-- RECORDS SUPPLIED follows --

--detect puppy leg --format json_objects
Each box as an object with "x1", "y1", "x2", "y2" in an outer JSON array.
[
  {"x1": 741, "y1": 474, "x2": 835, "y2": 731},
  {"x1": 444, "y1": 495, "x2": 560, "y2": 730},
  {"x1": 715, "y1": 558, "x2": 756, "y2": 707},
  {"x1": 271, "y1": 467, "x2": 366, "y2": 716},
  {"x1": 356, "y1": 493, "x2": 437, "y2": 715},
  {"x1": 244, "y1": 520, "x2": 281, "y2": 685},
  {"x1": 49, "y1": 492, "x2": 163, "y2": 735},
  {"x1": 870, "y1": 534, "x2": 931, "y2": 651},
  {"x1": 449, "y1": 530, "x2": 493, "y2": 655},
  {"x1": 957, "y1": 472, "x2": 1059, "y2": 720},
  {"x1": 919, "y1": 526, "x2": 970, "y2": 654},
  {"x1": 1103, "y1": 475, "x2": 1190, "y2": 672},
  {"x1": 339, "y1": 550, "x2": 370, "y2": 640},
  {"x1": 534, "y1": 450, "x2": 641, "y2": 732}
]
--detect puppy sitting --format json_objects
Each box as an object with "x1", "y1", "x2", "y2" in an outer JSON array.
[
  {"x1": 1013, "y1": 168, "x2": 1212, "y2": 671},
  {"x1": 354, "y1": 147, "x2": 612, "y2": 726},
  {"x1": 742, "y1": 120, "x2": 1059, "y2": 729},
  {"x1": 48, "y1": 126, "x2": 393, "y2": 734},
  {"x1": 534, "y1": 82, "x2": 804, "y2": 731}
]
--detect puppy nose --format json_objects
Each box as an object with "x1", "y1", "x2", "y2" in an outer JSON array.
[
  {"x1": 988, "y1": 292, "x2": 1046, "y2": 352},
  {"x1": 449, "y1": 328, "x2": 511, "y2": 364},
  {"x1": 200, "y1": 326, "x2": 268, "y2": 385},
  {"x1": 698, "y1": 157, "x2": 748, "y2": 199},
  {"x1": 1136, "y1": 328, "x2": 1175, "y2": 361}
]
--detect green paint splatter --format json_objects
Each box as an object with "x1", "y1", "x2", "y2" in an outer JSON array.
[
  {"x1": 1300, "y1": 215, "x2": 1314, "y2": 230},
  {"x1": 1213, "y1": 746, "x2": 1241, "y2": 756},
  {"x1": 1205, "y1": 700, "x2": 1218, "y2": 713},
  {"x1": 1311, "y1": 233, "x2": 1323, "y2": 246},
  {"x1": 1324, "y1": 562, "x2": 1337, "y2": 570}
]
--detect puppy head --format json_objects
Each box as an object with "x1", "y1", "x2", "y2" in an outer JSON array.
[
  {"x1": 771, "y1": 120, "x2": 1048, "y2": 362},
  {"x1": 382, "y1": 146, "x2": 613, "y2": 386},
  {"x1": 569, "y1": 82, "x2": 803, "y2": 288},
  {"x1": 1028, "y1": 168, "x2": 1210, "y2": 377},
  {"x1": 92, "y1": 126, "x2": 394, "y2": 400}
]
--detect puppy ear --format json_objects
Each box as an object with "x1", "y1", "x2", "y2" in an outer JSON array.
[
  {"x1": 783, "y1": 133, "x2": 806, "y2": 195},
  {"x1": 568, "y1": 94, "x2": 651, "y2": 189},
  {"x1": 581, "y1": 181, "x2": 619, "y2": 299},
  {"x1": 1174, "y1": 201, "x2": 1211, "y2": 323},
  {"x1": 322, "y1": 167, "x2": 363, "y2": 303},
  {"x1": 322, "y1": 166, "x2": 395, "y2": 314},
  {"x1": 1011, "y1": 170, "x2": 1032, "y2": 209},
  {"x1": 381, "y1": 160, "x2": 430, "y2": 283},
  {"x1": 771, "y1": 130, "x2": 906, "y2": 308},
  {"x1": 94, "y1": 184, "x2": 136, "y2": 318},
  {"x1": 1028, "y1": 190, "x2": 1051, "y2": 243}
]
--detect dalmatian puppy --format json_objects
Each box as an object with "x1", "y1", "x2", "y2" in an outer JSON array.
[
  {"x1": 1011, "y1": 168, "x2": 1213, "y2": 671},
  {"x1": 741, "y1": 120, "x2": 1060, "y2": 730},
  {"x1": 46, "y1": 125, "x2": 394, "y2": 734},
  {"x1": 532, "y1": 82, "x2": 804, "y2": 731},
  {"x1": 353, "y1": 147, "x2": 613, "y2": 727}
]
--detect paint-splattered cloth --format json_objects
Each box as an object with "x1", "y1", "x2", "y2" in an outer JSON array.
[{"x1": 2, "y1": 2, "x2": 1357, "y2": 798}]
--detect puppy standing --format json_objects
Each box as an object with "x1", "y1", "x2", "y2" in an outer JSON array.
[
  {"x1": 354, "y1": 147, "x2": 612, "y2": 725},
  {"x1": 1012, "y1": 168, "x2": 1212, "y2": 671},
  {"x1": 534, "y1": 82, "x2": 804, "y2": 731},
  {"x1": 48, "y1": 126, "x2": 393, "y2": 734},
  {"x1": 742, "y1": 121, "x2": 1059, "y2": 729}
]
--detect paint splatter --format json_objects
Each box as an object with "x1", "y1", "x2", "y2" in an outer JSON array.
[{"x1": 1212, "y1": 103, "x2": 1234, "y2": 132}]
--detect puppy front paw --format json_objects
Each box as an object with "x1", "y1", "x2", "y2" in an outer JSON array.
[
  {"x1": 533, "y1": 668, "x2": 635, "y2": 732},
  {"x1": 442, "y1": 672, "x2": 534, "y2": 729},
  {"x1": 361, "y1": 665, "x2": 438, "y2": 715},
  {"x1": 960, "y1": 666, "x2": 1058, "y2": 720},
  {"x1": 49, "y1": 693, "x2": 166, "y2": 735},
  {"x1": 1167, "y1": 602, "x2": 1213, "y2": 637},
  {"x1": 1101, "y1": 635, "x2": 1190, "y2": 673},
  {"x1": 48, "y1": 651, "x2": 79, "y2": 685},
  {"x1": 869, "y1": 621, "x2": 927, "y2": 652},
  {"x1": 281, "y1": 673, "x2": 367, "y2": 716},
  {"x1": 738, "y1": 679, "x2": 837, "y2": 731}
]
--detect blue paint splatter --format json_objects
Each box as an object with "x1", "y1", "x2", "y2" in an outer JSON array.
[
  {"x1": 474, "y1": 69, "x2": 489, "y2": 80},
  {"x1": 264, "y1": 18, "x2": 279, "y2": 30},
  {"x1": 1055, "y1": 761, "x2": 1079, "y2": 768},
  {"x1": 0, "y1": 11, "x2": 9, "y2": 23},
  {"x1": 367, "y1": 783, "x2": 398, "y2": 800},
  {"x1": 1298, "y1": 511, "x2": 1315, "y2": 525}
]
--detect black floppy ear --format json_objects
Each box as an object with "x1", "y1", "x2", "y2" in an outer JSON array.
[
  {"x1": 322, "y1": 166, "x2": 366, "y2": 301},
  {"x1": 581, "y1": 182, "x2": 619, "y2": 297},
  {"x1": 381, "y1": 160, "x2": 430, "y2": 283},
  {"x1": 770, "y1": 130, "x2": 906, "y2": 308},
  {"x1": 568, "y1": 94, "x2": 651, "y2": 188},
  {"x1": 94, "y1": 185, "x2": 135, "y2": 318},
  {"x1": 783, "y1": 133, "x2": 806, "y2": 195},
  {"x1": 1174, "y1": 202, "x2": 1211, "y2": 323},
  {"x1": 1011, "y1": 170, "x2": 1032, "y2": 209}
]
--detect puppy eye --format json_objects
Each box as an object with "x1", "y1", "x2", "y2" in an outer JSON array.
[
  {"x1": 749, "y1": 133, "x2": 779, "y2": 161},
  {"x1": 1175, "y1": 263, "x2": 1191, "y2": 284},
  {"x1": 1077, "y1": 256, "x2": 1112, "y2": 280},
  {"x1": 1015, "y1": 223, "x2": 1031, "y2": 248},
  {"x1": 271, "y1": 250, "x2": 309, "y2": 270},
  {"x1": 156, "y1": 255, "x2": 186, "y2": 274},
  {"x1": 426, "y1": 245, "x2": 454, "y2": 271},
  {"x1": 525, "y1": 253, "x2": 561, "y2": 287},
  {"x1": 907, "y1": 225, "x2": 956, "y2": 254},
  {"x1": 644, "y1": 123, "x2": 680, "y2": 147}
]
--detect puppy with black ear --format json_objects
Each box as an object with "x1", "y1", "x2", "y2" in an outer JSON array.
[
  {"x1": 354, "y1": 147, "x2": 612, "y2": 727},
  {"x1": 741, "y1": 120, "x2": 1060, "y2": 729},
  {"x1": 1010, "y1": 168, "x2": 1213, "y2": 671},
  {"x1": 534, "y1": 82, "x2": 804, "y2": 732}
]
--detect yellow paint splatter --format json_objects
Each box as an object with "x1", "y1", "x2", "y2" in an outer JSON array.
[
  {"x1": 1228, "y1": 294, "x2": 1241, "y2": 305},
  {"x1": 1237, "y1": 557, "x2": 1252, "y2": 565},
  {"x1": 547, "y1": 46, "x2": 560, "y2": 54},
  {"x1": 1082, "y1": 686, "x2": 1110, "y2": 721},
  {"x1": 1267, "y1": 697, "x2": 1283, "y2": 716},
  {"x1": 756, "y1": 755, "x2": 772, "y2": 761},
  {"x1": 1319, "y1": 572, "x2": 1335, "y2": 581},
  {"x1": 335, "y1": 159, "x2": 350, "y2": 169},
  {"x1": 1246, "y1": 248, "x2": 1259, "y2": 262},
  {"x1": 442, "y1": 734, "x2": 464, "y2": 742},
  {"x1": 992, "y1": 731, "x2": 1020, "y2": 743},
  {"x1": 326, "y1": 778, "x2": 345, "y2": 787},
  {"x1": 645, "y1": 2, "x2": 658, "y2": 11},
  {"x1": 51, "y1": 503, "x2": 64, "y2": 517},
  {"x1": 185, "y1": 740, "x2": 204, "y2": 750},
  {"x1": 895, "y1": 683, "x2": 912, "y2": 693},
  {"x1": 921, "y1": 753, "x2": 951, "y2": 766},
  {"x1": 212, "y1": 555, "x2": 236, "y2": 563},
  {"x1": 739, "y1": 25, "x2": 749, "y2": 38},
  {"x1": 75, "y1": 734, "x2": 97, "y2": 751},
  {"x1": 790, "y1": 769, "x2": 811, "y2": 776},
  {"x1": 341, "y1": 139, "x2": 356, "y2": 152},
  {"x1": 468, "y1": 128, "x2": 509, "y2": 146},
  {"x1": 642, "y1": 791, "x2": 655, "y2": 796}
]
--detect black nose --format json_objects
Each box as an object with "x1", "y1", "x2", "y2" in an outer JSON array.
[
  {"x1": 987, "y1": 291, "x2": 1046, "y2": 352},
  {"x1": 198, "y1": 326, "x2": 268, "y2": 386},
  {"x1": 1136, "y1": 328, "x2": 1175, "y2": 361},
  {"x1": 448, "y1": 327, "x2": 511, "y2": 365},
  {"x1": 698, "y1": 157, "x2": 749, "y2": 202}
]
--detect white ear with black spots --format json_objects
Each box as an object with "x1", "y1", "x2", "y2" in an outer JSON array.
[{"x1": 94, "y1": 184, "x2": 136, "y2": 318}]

-- RECORDS SUPPLIED concluded --

INSTRUCTIONS FOR THE TASK — Search the data for the string "paint" and say how many lines include it, giving only the number.

EXPECTED ANSWER — 5